Is Heidi Montag's Plastic Surgery Obsession Really a Mental Disorder?
Heidi Montag has revealed her desire to further augment her already much-altered body by increasing the size of her DDD breasts. Sources tell Life & Style magazine, "She wants to do it within the next two months and film it for the new TV show she and Spencer have been pitching to cable networks E! and Oxygen," adding that Montag is "purportedly looking to have the surgery done in Europe rather than by an American board-certified doctor."
Montag's obsession with plastic surgery was discussed at length after PEOPLE magazine revealed that the reality television starlet had undergone 10 procedures in a single day. However, her most recent statements have alarmed experts, who worry that the 23-year-old may suffer from an alarming condition known as Body Dysmorphic Disorder (BDD). PopEater spoke with experts on the subject, and unfortunately for Heidi, they seem to agree that she's a potential BDD sufferer.
"Heidi obviously has major self-image problems, which need the care of a psychiatrist, not a plastic surgeon. Any plastic surgeon she goes to next should seriously consider referring her to psychiatric care instead of picking up the scalpel," says Dr. Anthony Youn, a Michigan-based, board-certified plastic surgeon who has been featured on 'Dr. 90210.'
Dr. Roberto Olivardia, clinical instructor of psychology at Harvard Medical School and author of 'The Adonis Complex: How to Identify, Treat and Prevent Body Obsession in Men and Boys,' echoed Dr. Youn's concern for Montag to PopEater. "It is sad and absolutely appalling," he says. "I think she carries a lot of pain and is not aware of the future consequences of these drastic choices."
Individuals suffering from BDD become obsessed with perceived imperfections or "defects" in their physical appearance, which can lead to eating disorders or other extreme means of altering the appearance of the body. It is always accompanied by an extreme, often debilitating fear of judgment by others that can lead those afflicted with the condition to also suffer from severe depression and anxiety. Experts believe that while the causes of BDD vary from person to person, it most likely develops through a combination of biological, psychological and environmental factors.
According to a study by Dr. James Feusner, psychiatrist at the University of California Los Angeles, persons with BDD exhibit abnormal brain function when looking at pictures of their own faces, leading experts to believe that they only see the face's parts individually, resulting in a distorted image. "If you just see the pieces of your face, and not how they fit into the whole, then it's going to look distorted," he told CNN. It's worth noting that Montag has also had multiple surgeries performed on her face, including rhinoplasty and a reported eye brow lift.

* Dataset entries *
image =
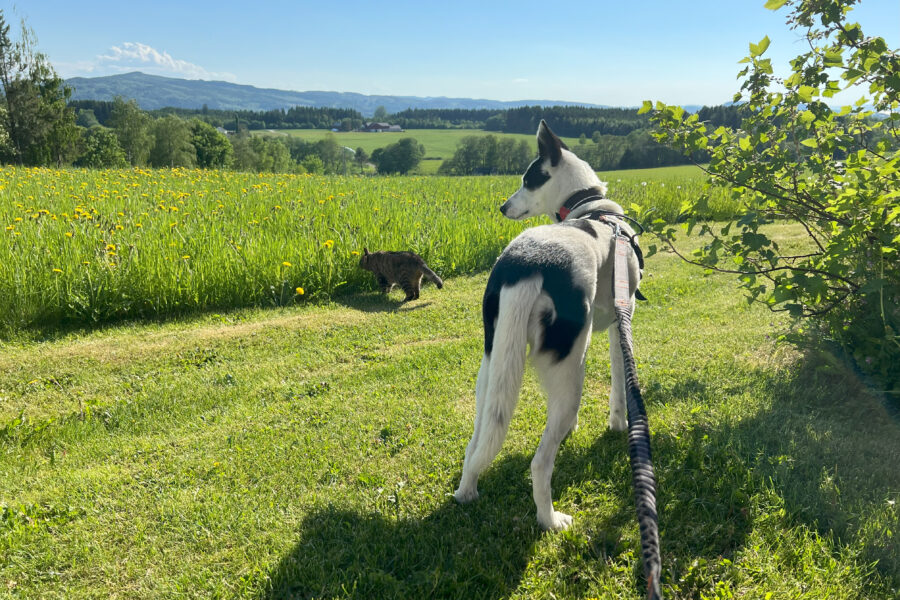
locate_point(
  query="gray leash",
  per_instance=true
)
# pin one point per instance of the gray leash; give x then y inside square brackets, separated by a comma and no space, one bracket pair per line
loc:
[638,428]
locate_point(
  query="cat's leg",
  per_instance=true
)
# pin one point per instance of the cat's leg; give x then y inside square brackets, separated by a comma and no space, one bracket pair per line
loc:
[384,284]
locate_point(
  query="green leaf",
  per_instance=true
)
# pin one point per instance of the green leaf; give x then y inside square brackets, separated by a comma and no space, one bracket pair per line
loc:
[805,93]
[758,49]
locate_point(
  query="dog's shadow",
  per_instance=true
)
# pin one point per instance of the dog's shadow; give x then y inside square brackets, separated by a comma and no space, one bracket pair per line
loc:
[480,549]
[380,303]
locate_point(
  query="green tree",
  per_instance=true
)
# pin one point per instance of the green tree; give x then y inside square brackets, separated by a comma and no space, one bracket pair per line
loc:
[401,157]
[101,149]
[172,143]
[834,171]
[132,127]
[261,154]
[361,157]
[40,126]
[213,149]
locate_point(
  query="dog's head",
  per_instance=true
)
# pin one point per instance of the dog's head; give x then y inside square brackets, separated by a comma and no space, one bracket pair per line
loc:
[550,179]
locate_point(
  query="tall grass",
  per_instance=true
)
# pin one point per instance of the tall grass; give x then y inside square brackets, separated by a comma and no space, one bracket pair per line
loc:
[82,246]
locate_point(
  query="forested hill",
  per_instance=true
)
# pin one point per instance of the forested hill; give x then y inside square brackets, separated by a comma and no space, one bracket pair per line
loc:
[153,92]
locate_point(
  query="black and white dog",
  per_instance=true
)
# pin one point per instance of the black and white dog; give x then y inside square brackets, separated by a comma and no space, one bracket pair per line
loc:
[548,290]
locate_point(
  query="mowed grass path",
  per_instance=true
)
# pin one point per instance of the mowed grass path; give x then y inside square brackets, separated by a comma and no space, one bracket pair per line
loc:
[310,451]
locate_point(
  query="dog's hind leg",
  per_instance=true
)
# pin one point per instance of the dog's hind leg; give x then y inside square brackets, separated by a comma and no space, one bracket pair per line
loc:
[493,412]
[563,382]
[497,389]
[480,391]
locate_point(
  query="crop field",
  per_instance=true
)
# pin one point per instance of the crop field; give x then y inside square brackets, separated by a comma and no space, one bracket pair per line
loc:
[81,247]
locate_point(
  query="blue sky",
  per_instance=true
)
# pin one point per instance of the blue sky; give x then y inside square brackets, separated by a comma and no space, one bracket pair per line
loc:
[599,51]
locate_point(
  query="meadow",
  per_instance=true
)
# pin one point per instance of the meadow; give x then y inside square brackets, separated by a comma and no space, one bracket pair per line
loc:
[309,451]
[440,144]
[82,247]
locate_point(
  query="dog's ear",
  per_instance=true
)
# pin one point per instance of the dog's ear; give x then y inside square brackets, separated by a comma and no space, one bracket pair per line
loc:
[549,146]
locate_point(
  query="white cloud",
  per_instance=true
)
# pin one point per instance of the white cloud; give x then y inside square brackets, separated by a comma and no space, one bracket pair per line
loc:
[135,56]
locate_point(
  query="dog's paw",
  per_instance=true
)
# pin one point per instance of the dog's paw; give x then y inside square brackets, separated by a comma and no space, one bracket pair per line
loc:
[465,496]
[557,522]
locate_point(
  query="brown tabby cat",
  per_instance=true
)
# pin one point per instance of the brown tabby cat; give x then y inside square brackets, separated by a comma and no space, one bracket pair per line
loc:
[402,268]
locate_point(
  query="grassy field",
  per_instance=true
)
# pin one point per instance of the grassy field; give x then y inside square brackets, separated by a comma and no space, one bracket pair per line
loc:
[440,144]
[309,452]
[80,247]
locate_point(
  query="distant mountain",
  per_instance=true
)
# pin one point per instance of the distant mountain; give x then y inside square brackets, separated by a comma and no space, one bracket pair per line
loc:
[152,92]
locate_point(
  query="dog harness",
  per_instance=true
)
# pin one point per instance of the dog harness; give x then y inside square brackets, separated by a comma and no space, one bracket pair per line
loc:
[642,473]
[611,218]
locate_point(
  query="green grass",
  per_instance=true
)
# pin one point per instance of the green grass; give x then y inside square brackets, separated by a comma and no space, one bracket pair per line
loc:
[440,144]
[309,451]
[82,247]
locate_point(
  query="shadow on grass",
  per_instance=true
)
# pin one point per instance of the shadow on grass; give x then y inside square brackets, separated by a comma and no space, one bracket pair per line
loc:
[478,550]
[813,471]
[375,303]
[819,460]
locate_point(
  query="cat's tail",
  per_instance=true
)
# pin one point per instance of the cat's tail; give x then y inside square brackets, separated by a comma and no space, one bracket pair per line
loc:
[432,276]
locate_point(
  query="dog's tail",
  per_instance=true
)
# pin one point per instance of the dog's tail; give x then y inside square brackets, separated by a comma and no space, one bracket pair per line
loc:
[432,276]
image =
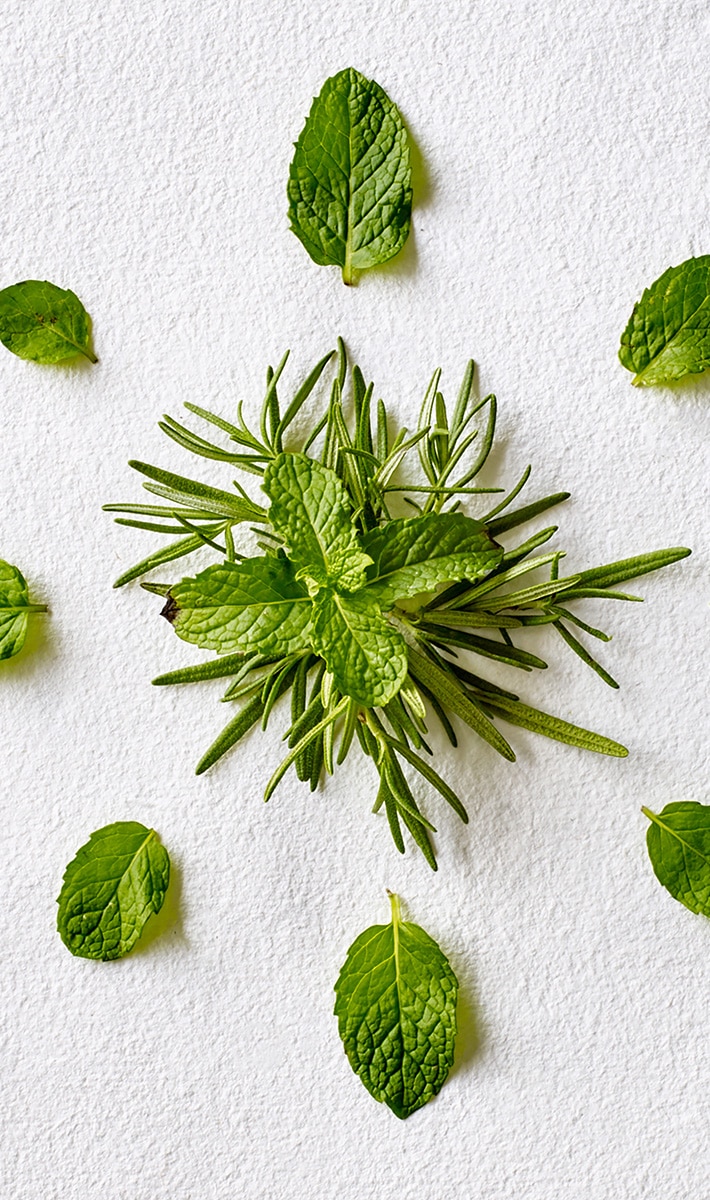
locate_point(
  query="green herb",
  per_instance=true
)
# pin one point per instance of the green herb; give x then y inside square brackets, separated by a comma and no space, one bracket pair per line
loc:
[375,624]
[349,184]
[14,610]
[679,849]
[113,886]
[668,334]
[396,1009]
[43,323]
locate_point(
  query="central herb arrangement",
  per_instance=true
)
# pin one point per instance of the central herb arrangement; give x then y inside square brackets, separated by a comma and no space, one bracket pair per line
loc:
[361,615]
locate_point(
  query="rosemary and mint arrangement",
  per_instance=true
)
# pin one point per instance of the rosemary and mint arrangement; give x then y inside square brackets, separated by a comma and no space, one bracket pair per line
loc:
[377,604]
[374,624]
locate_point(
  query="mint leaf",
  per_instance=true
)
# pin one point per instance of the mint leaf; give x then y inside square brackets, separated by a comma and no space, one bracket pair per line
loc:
[419,553]
[396,1009]
[668,333]
[113,886]
[43,323]
[311,510]
[349,183]
[14,610]
[679,849]
[256,605]
[365,654]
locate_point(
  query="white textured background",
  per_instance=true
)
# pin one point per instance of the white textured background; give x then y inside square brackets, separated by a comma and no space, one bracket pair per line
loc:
[564,163]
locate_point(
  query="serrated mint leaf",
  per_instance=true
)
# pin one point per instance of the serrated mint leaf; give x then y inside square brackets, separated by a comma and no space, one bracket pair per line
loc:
[43,323]
[311,510]
[14,610]
[679,849]
[668,333]
[113,886]
[350,183]
[256,605]
[365,654]
[396,1009]
[419,553]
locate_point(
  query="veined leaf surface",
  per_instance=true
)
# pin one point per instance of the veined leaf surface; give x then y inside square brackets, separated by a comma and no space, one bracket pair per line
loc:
[44,323]
[679,847]
[115,883]
[419,553]
[256,605]
[396,1009]
[14,610]
[350,183]
[668,333]
[311,510]
[365,653]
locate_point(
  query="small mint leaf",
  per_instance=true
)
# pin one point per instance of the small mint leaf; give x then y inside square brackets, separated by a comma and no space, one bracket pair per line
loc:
[668,334]
[349,183]
[679,847]
[256,605]
[114,885]
[396,1009]
[43,323]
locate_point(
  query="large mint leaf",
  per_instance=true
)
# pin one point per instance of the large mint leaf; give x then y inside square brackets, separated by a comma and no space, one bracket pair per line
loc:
[116,881]
[365,654]
[396,1009]
[350,183]
[14,610]
[679,849]
[311,510]
[668,334]
[44,323]
[419,553]
[256,605]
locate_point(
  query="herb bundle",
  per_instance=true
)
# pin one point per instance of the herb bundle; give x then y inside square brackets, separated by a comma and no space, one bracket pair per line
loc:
[373,623]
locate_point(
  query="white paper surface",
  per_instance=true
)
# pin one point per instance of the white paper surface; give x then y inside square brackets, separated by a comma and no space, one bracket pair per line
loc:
[563,165]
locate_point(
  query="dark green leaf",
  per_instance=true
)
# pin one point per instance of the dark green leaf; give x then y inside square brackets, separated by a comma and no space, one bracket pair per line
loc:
[349,183]
[396,1009]
[14,610]
[679,849]
[43,323]
[668,333]
[239,607]
[419,553]
[365,653]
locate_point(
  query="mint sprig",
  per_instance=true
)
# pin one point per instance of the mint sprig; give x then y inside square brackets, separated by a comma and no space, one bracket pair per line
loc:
[375,624]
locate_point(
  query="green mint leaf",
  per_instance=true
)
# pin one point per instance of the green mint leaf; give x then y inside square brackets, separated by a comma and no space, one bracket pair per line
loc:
[43,323]
[365,654]
[113,886]
[256,605]
[14,610]
[350,183]
[419,553]
[668,333]
[679,849]
[396,1009]
[311,510]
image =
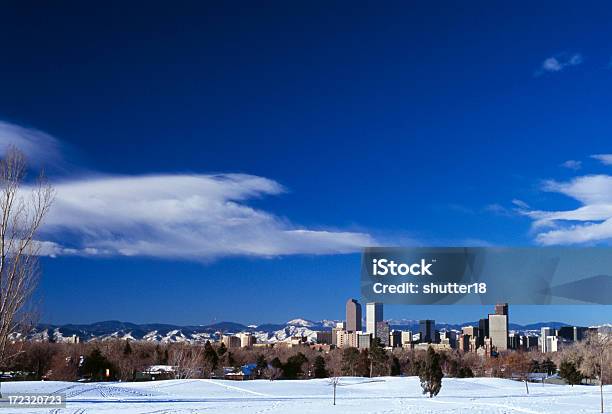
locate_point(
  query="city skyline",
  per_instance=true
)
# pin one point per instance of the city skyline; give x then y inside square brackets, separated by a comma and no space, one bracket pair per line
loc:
[213,151]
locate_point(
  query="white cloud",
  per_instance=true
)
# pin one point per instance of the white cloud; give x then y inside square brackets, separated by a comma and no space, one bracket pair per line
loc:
[559,62]
[520,203]
[589,223]
[605,159]
[41,149]
[572,164]
[195,217]
[192,217]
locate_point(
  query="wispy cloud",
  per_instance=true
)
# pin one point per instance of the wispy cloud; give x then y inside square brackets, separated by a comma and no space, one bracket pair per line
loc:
[605,159]
[572,165]
[40,148]
[591,222]
[197,217]
[559,62]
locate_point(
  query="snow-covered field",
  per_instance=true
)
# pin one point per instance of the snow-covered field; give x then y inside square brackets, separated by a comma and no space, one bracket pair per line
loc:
[354,395]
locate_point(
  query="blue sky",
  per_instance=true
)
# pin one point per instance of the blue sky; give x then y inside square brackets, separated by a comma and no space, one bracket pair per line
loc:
[242,153]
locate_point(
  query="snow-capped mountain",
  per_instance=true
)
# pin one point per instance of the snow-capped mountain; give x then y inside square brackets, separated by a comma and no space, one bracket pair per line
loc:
[265,333]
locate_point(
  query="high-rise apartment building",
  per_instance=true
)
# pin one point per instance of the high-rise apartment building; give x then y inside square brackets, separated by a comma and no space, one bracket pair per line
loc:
[498,331]
[353,315]
[382,332]
[427,330]
[374,314]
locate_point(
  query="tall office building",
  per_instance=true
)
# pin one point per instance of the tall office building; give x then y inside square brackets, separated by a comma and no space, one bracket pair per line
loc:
[374,314]
[382,332]
[353,315]
[548,340]
[501,309]
[483,331]
[498,331]
[426,331]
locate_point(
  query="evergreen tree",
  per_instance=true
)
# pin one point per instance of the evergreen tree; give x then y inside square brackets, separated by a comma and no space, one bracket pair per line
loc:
[363,364]
[222,350]
[262,364]
[431,373]
[570,373]
[396,368]
[211,359]
[548,366]
[127,350]
[378,359]
[319,367]
[293,367]
[350,357]
[276,363]
[465,372]
[95,365]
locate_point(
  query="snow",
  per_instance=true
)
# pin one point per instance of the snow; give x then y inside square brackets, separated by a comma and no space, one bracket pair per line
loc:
[354,395]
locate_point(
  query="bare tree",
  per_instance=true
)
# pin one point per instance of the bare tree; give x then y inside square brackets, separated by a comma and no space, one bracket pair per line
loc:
[519,365]
[333,382]
[22,211]
[186,360]
[597,352]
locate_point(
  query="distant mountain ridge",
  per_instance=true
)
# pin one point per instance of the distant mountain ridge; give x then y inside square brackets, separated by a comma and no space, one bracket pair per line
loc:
[266,333]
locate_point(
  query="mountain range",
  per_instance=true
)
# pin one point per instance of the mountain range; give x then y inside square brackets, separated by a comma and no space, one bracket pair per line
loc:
[265,333]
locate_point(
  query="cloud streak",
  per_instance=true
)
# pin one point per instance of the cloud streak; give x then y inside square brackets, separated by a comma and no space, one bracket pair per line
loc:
[40,148]
[605,159]
[198,217]
[591,222]
[559,63]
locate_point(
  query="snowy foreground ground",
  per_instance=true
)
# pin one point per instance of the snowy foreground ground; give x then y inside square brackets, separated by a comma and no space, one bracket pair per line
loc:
[354,395]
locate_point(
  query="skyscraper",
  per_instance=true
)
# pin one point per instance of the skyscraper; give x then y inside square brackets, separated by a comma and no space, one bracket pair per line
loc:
[501,309]
[353,315]
[382,332]
[498,331]
[374,314]
[483,331]
[426,330]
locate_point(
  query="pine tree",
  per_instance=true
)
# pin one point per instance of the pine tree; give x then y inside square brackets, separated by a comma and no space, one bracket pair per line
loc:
[350,357]
[127,350]
[548,366]
[570,373]
[378,359]
[431,373]
[95,365]
[319,367]
[262,364]
[222,349]
[211,359]
[396,368]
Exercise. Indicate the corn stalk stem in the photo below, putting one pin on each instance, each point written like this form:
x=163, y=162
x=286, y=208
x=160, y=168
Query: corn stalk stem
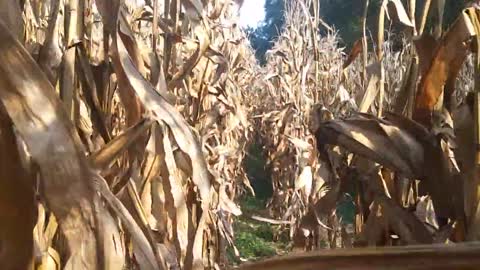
x=365, y=44
x=381, y=39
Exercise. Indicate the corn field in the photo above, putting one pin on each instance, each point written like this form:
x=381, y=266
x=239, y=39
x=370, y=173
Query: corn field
x=124, y=126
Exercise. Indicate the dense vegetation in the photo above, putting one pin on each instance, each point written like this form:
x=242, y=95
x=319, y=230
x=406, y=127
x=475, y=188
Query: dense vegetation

* Actions to take *
- 1) Reproduce the Heidi Montag article between "Individuals suffering from" and "and environmental factors.", inclusive, renaming "BDD" as "body dysmorphic disorder".
- 2) Go on with the Heidi Montag article from its last sentence.
The data above comes from a different source than the Heidi Montag article.

* Responses to the tasks *
- 1)
Individuals suffering from body dysmorphic disorder become obsessed with perceived imperfections or "defects" in their physical appearance, which can lead to eating disorders or other extreme means of altering the appearance of the body. It is always accompanied by an extreme, often debilitating fear of judgment by others that can lead those afflicted with the condition to also suffer from severe depression and anxiety. Experts believe that while the causes of body dysmorphic disorder vary from person to person, it most likely develops through a combination of biological, psychological and environmental factors.

- 2)
In his research, Dr. Feusner found that BDD patients had abnormal brain activity in their visual processing systems when looking at pictures of themselves. In addition, abnormal activation patterns were observed in the areas of the brain that guide behavior and emotions -- the frontostriatal systems -- which may explain the emotional toll BDD has on sufferers.
In fact, the brain patterns observed in BDD patients are not unlike those associated with Obsessive Compulsive Disorder (OCD), however, BDD is most likely not a form of OCD, according to Dr. Feusner. Persons with OCD generally recognize their condition and understand that their behavior is extreme, while BDD patients are mostly unaware that they suffer from any condition at all.
According to Sabine Wilhelm, director of the Body Dysmorphic Disorder Clinic and Research Unit at Massachusetts General Hospital, persons with BDD will often seek out plastic surgery to correct the flaws they believe they have; however, some 81 percent are dissatisfied with the results (via CNN).
Montag may be looking to go to Europe to get further surgery because U.S. manufacturers simply do not make produce implants large enough to meet her needs. "She reportedly has 700cc implants currently, and the U.S. implant manufacturers typically limit their implant size to 800cc," says Dr. Youn. "Therefore, if she would like to go significantly larger, let's say 1000cc or 1200cc, then she would need to have implants custom-made for her, see a surgeon outside the country where larger implants may be produced or have the surgeon place stacked implants into her breasts -- i.e. more than one implant per breast."
But further surgery is not the answer, according to Wilhelm -- a combination of cognitive behavior therapy and medication is often the most effective treatment for the condition. Of course, the only person qualified to diagnose Montag is a psychologist, and Dr. Olivardia agrees: "Obviously, I have never met her and do not know for sure if she has BDD, but she clearly has issues with her body image. I think she needs help and could benefit from therapy."